[Stored items]

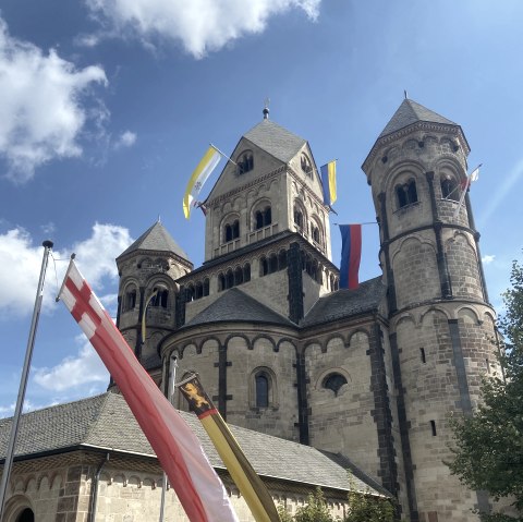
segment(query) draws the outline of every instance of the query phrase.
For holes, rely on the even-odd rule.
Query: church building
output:
[[[198,373],[247,447],[257,436],[281,444],[291,474],[312,459],[304,451],[314,451],[317,460],[293,485],[294,498],[299,483],[302,494],[325,486],[343,514],[344,507],[335,508],[343,503],[343,488],[313,476],[323,466],[335,476],[329,466],[336,461],[373,494],[397,499],[403,520],[477,521],[473,509],[488,509],[488,496],[465,488],[445,464],[452,458],[451,413],[471,413],[482,376],[497,369],[479,233],[469,194],[460,203],[469,153],[459,124],[402,101],[362,167],[379,226],[382,275],[340,289],[312,147],[265,109],[205,202],[203,265],[195,268],[160,222],[117,258],[117,326],[166,393],[171,365],[177,380]],[[124,408],[110,398],[118,392],[113,383],[109,389],[89,406],[108,423],[104,401]],[[181,394],[175,406],[188,412]],[[94,446],[105,447],[98,439]],[[121,461],[139,460],[135,447],[126,451]],[[255,468],[263,468],[263,457],[256,459]],[[149,460],[148,469],[157,465]],[[291,497],[282,484],[292,479],[278,475],[277,461],[257,471],[281,500]],[[80,475],[86,466],[96,470],[80,465]],[[102,497],[100,490],[98,503]],[[93,500],[85,502],[85,513],[92,512]],[[7,519],[19,520],[25,519]]]

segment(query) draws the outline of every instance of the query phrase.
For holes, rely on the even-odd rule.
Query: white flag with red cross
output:
[[[158,389],[71,260],[59,293],[120,388],[192,522],[238,522],[196,435]]]

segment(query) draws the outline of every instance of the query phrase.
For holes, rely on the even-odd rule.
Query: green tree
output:
[[[394,514],[390,499],[351,490],[349,514],[343,522],[392,522]]]
[[[343,519],[333,518],[321,489],[308,496],[307,505],[296,510],[292,517],[283,506],[278,508],[281,522],[392,522],[394,508],[389,499],[363,494],[351,488],[349,493],[349,514]]]
[[[485,379],[482,404],[472,416],[452,420],[452,473],[472,489],[514,498],[523,514],[523,266],[512,265],[511,288],[504,292],[506,313],[499,319],[503,335],[500,362],[503,375]],[[523,520],[482,513],[489,522]]]

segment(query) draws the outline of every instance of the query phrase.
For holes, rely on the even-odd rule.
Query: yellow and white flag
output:
[[[196,169],[194,169],[183,196],[183,214],[185,215],[185,219],[188,219],[193,202],[197,201],[204,183],[215,170],[216,166],[220,161],[220,153],[212,145],[210,145]]]

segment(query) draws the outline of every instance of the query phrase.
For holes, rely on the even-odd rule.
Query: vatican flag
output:
[[[220,161],[220,153],[212,145],[210,145],[196,169],[194,169],[183,196],[183,214],[185,215],[185,219],[188,219],[193,202],[197,201],[204,183],[215,170],[216,166]]]
[[[280,517],[266,485],[256,474],[234,435],[205,392],[196,374],[175,385],[198,416],[256,522],[279,522]]]

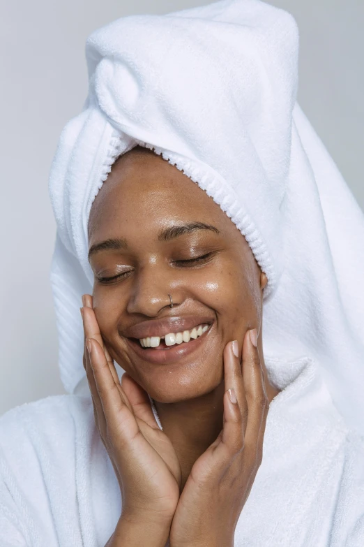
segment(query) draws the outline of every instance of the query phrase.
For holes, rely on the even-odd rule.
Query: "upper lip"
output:
[[[190,315],[150,319],[128,327],[121,334],[126,338],[146,338],[147,336],[165,336],[170,333],[190,330],[204,323],[213,323],[211,316]]]

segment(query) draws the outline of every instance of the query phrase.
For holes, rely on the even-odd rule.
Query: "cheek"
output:
[[[202,270],[190,284],[193,298],[215,312],[224,338],[236,332],[236,327],[256,321],[259,298],[255,273],[247,271],[246,265],[229,262],[208,272]]]

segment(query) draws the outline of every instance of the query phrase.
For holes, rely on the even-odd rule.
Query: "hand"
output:
[[[195,462],[173,518],[171,547],[232,547],[236,523],[261,462],[269,403],[259,356],[249,332],[242,367],[229,342],[224,350],[223,429]]]
[[[92,297],[84,295],[83,301],[84,366],[96,426],[121,491],[121,519],[137,525],[165,525],[168,532],[181,483],[176,454],[156,421],[146,392],[126,373],[120,384],[92,309]]]

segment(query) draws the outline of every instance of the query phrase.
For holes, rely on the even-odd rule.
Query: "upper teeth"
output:
[[[183,342],[190,342],[191,338],[195,339],[206,333],[208,325],[197,325],[192,330],[183,330],[181,333],[169,333],[165,336],[148,336],[146,338],[139,338],[141,345],[144,348],[156,348],[159,346],[160,340],[165,339],[166,346],[174,346],[175,344],[181,344]]]

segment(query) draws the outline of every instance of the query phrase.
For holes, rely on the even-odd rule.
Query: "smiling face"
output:
[[[226,344],[241,350],[246,330],[261,330],[266,282],[220,207],[137,147],[96,196],[89,239],[93,307],[116,363],[160,402],[216,388]]]

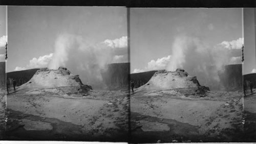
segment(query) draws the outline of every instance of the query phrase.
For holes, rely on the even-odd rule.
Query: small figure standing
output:
[[[131,83],[131,86],[132,87],[132,90],[133,91],[133,93],[134,93],[134,91],[133,90],[133,88],[134,87],[134,83],[133,81],[132,81]]]
[[[21,86],[22,85],[21,78],[19,78],[18,79],[18,83],[19,83],[19,85],[18,85],[19,86]]]
[[[251,93],[252,93],[252,88],[253,88],[253,83],[251,81],[250,81],[250,89],[251,89]]]
[[[9,79],[7,79],[7,81],[6,82],[6,90],[7,90],[7,94],[9,94],[8,81],[9,81]],[[10,85],[10,81],[9,81],[9,85]]]
[[[244,82],[244,90],[246,91],[247,88],[247,85],[246,85],[246,81],[245,81]]]
[[[7,78],[7,88],[10,88],[10,79]]]
[[[14,89],[14,91],[15,91],[16,90],[16,89],[15,89],[15,86],[16,86],[15,79],[13,79],[13,80],[12,81],[12,85],[13,86],[13,89]]]

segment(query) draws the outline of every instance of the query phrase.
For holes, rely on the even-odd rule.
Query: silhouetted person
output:
[[[13,80],[12,81],[12,85],[13,86],[13,89],[14,89],[14,91],[15,91],[16,81],[15,79],[13,79]]]
[[[244,90],[246,91],[247,88],[247,85],[246,84],[246,81],[244,81]]]
[[[7,90],[7,94],[9,94],[8,81],[9,79],[7,79],[7,81],[6,82],[6,90]],[[9,81],[9,85],[10,85],[10,81]]]
[[[18,83],[19,83],[19,85],[18,85],[19,86],[22,85],[22,79],[21,78],[19,78],[18,79]]]
[[[133,93],[134,92],[134,91],[133,91],[133,88],[134,87],[134,83],[132,81],[132,83],[131,83],[131,86],[132,87],[132,90],[133,91]]]
[[[250,89],[251,89],[251,93],[252,93],[252,88],[253,88],[253,83],[251,81],[250,81]]]
[[[8,88],[10,88],[10,79],[9,78],[7,79],[7,87]]]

*Problem to work on*
Pick out each line in the stored items above that contains the word "flag" and copy those lines.

*Written solution*
Query: white flag with red cross
Query: yellow and white flag
Query: vatican flag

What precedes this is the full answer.